→ TASK INSTRUCTIONS: Filter the entries below, keeping each line that contains the word "flower".

Start of LISTED RECORDS

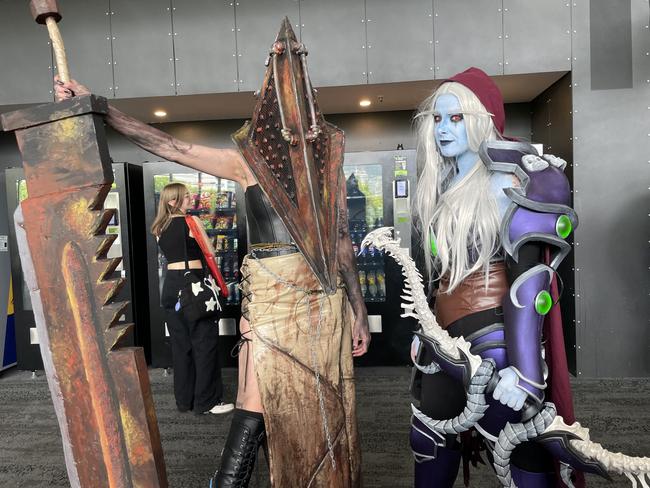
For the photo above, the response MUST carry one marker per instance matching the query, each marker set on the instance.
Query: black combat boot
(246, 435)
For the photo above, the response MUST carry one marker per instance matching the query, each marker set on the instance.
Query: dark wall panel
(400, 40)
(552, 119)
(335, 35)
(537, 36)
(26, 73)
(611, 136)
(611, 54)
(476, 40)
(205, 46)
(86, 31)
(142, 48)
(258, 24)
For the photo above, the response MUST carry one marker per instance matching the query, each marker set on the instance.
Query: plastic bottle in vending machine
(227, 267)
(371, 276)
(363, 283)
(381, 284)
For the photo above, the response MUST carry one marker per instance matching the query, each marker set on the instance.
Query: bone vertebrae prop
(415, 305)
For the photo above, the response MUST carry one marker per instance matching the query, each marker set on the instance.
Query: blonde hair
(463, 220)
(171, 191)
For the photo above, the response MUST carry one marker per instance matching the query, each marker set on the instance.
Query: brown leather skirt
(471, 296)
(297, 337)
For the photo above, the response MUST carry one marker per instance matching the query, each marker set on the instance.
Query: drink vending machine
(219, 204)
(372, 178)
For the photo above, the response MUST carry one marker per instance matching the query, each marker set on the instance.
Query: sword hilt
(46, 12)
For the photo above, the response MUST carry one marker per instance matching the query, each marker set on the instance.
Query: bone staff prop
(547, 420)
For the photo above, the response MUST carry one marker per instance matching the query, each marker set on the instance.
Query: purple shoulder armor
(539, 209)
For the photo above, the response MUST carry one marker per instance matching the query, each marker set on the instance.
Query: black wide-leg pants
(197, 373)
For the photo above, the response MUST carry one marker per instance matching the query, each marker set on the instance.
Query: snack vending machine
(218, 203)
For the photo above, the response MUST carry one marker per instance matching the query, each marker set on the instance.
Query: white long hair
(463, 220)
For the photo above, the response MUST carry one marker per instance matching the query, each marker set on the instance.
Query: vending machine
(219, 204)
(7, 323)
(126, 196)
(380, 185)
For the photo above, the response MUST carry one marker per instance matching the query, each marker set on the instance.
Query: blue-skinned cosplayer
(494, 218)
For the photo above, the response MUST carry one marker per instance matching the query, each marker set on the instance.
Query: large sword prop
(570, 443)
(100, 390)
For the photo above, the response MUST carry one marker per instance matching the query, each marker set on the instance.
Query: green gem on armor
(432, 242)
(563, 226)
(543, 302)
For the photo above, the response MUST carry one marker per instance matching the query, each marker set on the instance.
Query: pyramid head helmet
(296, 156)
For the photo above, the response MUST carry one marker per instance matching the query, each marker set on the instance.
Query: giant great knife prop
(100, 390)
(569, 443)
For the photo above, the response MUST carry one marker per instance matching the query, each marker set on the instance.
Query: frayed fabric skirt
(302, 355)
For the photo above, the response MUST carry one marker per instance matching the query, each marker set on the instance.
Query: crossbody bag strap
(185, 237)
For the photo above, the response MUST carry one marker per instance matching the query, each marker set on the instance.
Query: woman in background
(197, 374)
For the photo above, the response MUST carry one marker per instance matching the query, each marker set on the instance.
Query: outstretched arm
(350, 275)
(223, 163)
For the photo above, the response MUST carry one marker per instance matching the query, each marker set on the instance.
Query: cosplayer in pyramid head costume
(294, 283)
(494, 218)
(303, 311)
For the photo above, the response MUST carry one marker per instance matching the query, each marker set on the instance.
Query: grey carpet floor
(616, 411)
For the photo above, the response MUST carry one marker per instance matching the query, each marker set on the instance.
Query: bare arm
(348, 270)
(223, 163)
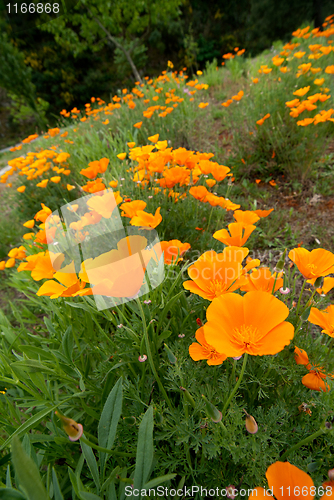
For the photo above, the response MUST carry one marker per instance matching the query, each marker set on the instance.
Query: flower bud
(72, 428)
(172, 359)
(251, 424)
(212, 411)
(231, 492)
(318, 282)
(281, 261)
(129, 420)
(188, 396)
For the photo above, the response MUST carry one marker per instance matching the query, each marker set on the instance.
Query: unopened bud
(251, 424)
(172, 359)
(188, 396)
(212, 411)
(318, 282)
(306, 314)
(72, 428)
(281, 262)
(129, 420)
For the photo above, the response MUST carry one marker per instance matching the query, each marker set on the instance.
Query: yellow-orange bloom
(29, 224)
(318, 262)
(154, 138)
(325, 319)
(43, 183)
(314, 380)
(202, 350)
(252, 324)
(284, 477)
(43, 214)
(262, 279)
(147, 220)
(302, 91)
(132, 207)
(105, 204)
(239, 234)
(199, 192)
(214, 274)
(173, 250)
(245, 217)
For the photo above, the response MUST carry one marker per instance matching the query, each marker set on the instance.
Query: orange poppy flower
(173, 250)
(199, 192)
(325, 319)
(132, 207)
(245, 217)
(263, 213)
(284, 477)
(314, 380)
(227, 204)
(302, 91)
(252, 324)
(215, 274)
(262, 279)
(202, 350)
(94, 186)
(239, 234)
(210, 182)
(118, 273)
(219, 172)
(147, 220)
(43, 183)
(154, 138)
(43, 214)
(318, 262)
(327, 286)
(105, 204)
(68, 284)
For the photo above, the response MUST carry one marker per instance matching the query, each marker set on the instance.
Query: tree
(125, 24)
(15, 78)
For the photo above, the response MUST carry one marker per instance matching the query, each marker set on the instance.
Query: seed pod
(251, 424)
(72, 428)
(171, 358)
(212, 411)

End of LISTED RECORDS
Start of LISTED RECORDS

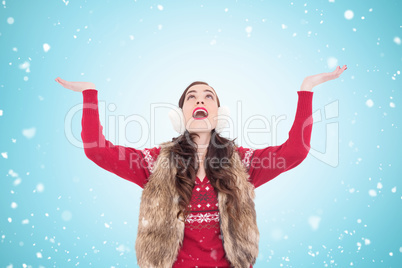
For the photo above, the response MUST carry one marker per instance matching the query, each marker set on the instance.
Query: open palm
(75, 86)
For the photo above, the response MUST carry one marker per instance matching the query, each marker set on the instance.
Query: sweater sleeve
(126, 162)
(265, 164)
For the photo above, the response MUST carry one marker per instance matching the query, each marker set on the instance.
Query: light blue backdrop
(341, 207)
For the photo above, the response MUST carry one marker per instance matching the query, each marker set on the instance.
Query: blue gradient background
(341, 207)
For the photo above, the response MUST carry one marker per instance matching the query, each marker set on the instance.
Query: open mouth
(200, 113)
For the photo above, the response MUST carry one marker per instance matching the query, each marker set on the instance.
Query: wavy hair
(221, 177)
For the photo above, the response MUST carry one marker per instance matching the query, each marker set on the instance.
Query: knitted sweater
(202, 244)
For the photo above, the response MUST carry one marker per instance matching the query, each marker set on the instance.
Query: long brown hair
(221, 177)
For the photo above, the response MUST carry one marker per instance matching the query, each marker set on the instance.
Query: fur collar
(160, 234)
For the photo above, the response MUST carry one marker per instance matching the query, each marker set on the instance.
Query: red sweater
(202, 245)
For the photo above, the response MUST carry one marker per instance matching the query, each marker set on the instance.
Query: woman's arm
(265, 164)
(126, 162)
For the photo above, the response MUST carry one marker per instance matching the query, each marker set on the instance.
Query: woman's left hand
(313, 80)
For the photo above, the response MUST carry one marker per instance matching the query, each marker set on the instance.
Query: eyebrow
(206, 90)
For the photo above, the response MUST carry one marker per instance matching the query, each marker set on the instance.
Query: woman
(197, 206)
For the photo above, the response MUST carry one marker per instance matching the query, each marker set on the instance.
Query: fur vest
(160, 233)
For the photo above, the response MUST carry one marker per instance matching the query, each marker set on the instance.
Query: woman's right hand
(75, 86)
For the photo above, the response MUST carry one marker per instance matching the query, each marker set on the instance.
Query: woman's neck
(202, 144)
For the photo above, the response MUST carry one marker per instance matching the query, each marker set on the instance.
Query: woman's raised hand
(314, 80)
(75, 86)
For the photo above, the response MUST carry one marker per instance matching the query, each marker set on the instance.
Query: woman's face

End of LISTED RECORDS
Start of LISTED RECORDS

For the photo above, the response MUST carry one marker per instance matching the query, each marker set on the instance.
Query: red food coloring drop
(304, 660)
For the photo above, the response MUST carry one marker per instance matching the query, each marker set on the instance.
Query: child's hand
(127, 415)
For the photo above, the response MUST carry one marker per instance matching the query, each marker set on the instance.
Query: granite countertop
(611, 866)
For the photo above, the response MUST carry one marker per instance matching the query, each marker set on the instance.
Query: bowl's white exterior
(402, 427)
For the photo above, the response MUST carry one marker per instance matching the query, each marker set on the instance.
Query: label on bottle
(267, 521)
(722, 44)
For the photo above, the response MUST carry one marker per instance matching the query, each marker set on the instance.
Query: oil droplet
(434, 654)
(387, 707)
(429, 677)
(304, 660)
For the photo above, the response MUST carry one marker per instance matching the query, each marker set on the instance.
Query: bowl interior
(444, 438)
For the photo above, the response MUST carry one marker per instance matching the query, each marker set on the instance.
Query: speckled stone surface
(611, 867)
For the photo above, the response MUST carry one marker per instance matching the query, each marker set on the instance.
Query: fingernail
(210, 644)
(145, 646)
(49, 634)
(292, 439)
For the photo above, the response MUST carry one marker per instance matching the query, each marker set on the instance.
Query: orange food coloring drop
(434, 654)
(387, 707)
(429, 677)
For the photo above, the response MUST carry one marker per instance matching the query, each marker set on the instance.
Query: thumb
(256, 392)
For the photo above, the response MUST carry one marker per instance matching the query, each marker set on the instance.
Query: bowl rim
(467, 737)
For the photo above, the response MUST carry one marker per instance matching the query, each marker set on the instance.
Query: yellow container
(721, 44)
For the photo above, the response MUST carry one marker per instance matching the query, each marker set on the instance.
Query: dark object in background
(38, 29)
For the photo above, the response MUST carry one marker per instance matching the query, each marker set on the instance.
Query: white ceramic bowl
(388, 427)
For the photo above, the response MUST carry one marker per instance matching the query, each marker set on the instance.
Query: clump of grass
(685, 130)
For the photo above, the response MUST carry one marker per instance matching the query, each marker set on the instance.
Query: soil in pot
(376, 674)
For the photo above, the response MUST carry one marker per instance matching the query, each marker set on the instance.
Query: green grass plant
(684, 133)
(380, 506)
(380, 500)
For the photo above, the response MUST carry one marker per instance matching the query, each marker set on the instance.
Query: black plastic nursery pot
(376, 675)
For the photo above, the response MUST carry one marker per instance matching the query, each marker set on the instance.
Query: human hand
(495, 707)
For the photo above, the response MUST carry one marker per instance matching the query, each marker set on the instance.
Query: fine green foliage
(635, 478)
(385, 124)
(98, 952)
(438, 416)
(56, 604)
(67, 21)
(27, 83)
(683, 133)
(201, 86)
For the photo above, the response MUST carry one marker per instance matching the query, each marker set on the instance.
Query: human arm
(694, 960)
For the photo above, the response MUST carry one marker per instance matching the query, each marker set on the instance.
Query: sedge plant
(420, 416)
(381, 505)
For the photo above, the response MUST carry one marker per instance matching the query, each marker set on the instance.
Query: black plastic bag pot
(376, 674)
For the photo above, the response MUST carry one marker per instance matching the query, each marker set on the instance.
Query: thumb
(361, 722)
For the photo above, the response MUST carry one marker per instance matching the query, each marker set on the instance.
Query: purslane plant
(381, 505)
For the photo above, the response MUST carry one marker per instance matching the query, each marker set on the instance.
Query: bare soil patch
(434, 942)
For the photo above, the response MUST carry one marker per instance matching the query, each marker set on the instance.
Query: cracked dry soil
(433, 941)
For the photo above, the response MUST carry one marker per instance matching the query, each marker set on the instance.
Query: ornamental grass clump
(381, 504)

End of LISTED RECORDS

→ EXERCISE OUTPUT:
Query: flower bud
Query: orange poppy flower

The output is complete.